» **Aim of the task**: Everything in the listing below should be repeated exactly.
::::::::
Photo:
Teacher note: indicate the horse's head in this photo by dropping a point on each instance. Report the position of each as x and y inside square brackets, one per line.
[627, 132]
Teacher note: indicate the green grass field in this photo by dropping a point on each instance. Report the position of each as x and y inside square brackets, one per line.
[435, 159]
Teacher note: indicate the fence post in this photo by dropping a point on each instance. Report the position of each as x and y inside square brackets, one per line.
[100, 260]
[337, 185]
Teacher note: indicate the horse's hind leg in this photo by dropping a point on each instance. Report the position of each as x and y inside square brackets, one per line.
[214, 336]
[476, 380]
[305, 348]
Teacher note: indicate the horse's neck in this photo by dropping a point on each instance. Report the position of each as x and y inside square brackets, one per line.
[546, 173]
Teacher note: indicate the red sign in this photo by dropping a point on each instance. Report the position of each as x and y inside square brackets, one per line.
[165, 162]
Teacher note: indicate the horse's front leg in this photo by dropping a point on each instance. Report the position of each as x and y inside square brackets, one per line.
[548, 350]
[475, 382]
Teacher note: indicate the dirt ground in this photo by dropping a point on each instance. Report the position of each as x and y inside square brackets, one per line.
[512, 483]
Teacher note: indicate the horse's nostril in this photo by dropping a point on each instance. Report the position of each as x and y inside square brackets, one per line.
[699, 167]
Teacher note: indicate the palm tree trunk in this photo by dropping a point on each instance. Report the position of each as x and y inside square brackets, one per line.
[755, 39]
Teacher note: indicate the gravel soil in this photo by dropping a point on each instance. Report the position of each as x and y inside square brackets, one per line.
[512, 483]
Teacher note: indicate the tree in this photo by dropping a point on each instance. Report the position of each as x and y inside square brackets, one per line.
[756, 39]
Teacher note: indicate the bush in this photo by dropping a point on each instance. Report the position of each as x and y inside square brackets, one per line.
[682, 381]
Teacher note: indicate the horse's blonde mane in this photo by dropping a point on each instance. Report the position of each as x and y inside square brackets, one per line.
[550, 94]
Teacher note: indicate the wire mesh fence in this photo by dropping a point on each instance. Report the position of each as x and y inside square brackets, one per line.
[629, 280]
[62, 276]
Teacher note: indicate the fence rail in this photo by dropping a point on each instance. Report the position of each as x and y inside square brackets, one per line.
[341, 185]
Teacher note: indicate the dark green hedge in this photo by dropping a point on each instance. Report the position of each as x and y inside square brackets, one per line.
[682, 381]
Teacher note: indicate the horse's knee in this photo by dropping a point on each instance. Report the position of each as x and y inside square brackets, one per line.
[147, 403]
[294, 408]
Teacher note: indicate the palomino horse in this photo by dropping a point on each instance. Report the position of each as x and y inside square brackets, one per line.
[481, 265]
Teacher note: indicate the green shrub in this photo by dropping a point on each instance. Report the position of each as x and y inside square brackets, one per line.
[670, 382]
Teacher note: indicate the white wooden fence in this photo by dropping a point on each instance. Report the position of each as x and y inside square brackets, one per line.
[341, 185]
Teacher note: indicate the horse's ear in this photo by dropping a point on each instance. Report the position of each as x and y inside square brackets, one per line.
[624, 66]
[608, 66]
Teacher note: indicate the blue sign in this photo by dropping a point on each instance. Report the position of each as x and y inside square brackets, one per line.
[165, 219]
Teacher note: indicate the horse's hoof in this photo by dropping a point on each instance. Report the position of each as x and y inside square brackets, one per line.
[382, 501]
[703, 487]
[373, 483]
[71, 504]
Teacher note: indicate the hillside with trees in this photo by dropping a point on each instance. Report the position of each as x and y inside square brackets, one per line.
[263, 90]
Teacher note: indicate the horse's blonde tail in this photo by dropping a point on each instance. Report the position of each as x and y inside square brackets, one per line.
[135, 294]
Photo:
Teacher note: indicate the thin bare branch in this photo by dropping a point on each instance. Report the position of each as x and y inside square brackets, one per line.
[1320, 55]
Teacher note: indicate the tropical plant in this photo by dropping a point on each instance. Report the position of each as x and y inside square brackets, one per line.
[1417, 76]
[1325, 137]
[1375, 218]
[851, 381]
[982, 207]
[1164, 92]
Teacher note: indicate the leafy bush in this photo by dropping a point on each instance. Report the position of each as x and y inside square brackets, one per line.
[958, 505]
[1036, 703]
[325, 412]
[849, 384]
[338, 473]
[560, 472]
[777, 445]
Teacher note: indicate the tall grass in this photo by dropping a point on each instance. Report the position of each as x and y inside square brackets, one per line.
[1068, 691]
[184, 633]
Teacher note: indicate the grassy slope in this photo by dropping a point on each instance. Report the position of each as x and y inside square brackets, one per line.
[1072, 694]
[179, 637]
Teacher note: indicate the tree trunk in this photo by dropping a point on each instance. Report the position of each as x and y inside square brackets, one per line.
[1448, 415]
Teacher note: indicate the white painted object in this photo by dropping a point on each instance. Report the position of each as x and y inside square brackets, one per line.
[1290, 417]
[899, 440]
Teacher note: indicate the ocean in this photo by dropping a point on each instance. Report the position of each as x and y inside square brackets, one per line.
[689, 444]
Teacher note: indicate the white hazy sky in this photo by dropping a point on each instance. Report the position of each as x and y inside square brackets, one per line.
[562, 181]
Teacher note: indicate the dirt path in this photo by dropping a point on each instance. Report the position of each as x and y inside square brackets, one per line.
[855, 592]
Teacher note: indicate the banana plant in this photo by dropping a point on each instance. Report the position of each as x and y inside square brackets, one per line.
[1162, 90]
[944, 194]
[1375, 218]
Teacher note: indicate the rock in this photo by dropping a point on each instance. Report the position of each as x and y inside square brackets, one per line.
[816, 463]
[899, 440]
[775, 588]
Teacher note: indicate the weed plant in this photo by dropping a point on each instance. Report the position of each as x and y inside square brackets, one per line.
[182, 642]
::::::::
» **Output of the exercise**:
Photo:
Teacher note: indicate the horse's head in this photo by dropping a point on each instance. Report the position of each as x and y inside square brackets, one per line.
[627, 132]
Teacher note: indicate the green grass field in this photo by dropping a point on each instance. Report the position of each as x and y inside square brackets, one per line.
[435, 159]
Teacher note: indicate the fence post in this photo by dropping a point on each instance. Report the position of each as x and y inside square brackets, one per line.
[100, 260]
[337, 185]
Teacher note: indicate the horse's hind leg in this photo by dropping a point on each instance. Report the position of each as x and y inside square brackets, one per line.
[214, 336]
[476, 380]
[305, 348]
Teacher note: indicate the horse's neck in this photo by dropping a point on each instance. Report the position of each as x and y inside square brackets, one per line.
[546, 173]
Teacher note: indicate the red sign in this photo by dropping a point on each instance. Report the position of each as x and y inside square brackets, one per line.
[165, 162]
Teacher note: indicate the horse's front leg in this photo by dropping a point on each instance. Report the position of each as x and y inside square brackets, one per line.
[548, 350]
[475, 382]
Teacher note: indicate the dirt ground in this photo by dropping a point on each instance. Report the position of each as x and y inside square brackets, one per line.
[512, 483]
Teacher note: indicate the horse's nostril in this photo by dropping a point on each instance. Report the position of each as x and y inside square brackets, one per line.
[699, 167]
Teacher note: indicate the palm tree trunk in this photo by dropping a point on each instance. Report the position of each as x and y inside square brackets, one per line.
[755, 39]
Teacher note: indicate the gravel soil in this photo by dropping a point on each instance. Report the position of each as x and y inside square brackets, one per line.
[512, 483]
Teacher note: indicate the tree in this photo by dropping a point on each instance. Report the position of each as x and y inside square brackets, one per line.
[756, 39]
Teacher note: indicate the bush in this photo by dropping a point on each instance. Report the position of each as x and y inside square brackets, one per line.
[682, 381]
Teacher note: indicate the horse's blonde mane in this photo by dropping a point on each instance. Report the position of each as x and y inside square brackets, one per line.
[550, 94]
Teacher note: indicate the wire mesh fence in this photo by dropping a point on each instance. Report the position of each as x and y inside square brackets, one per line.
[629, 280]
[62, 276]
Teacher note: indicate the fence rail in this photo by dropping a point on each instance. Report the position of each as x and y inside square brackets, one per line.
[341, 185]
Teacher note: indicate the dark green hedge in this photo by dropping a point on each instance. Report the position of each as x and y inside square brackets, one per line.
[682, 381]
Teacher note: indicate the horse's knee in this photo by dropping a point on each instance. Report the position of each as x and y inside square brackets, one per line.
[147, 403]
[294, 408]
Teacher note: indicate the palomino horse in this photo by dropping a point on each instance. Report the position of each as x and y inside square brackets, one per line.
[481, 265]
Teacher note: indicate the green shrub in this photo by dropping a point on each instance. Report the position of each as x and y inside square brackets, one per line.
[670, 382]
Teacher note: indicate the white wooden fence in this photo by dropping a point on each instance. Report the position of each as x and y inside square brackets, one per line.
[341, 185]
Teacher note: indicate the horse's ear in this photo by dropping a point on each instance. Report the position of each as x and y inside square brackets, one per line.
[624, 66]
[608, 66]
Teacher note: indicate the blue sign in this photo by dropping a point on each instance. Report the position of each as x and y inside square brackets, one per line.
[165, 219]
Teacher note: indicate the horse's hoof in this photo by dropping a point on each instance. Report the position of each as x and y inside square brackets, one per line.
[382, 501]
[703, 487]
[373, 483]
[71, 504]
Teacher note: indicate the hillside with trees in this photo by dropping a point on each instance. Report the position of each as x and y inside square brackets, one per line.
[263, 90]
Teacher note: indicate the horse's blonde tail in this photo by dropping a point on each instance. Report the position of each as x and y inside square brackets, one per line.
[135, 294]
Photo:
Teacher note: indicate the thin bare branch in this photo by dropping a point on each instance. Report the position of each as x and y inside square brackets, one per line.
[1320, 55]
Teacher note: indicate the tropical plant in this photo by dropping a point on each instance. Report the position of each as x and y inside square brackets, one per line.
[1417, 76]
[1325, 137]
[1375, 218]
[851, 381]
[982, 207]
[1164, 92]
Teacher note: indicate the leafy bush in this photo by dropping a point on each instance. Report the position of each as x and y inside square brackets, one per line.
[958, 505]
[1036, 703]
[325, 412]
[849, 384]
[338, 473]
[560, 472]
[777, 445]
Teacher note: indicate the tall grass in this photo by dropping a point on each instance. Report the position of each as x and y inside square brackets, one per line.
[1068, 691]
[184, 633]
Teacher note: indicate the grassy slope in this photo by dropping a point on each instance. Report the position of each as x and y inside square brackets, one per line.
[1072, 694]
[179, 637]
Teacher note: indicate the tree trunk in this photo by dropping a point on each instance. Report the position of each as x and y inside square brackets, one per line.
[1448, 415]
Teacher note: indicate the white painted object in this photo by dropping a point on each instance. Report the position of each as x and y inside square brackets, one per line.
[1290, 417]
[899, 440]
Teacher note: indicate the ocean in this photo by dropping a point on each instance. Report the position of each as x and y inside square brackets, one per line.
[689, 444]
Teacher note: indicate the white hazy sky in this photo by dropping a point on each instance. Report the position of each as x and y inside square brackets, one per line.
[562, 181]
Teacher note: indicate the dirt path in this photo by dropping a point on each instance. Report the position of each as x and y inside square brackets, one per line.
[855, 592]
Teacher note: indicate the banana plant in this photo by dropping a point on each instance. Report the position of each as x and y inside square brackets, one per line.
[1162, 90]
[944, 194]
[1375, 218]
Teacher note: indicate the rock in this photo by dropping a point on each instance. Report the position of each as x and y inside square brackets, one per line.
[816, 463]
[899, 440]
[775, 588]
Teacher note: indicate the weed plant in this photo by dropping a point on each instance. Report the position of each as x and y inside square brackets, one per line.
[182, 642]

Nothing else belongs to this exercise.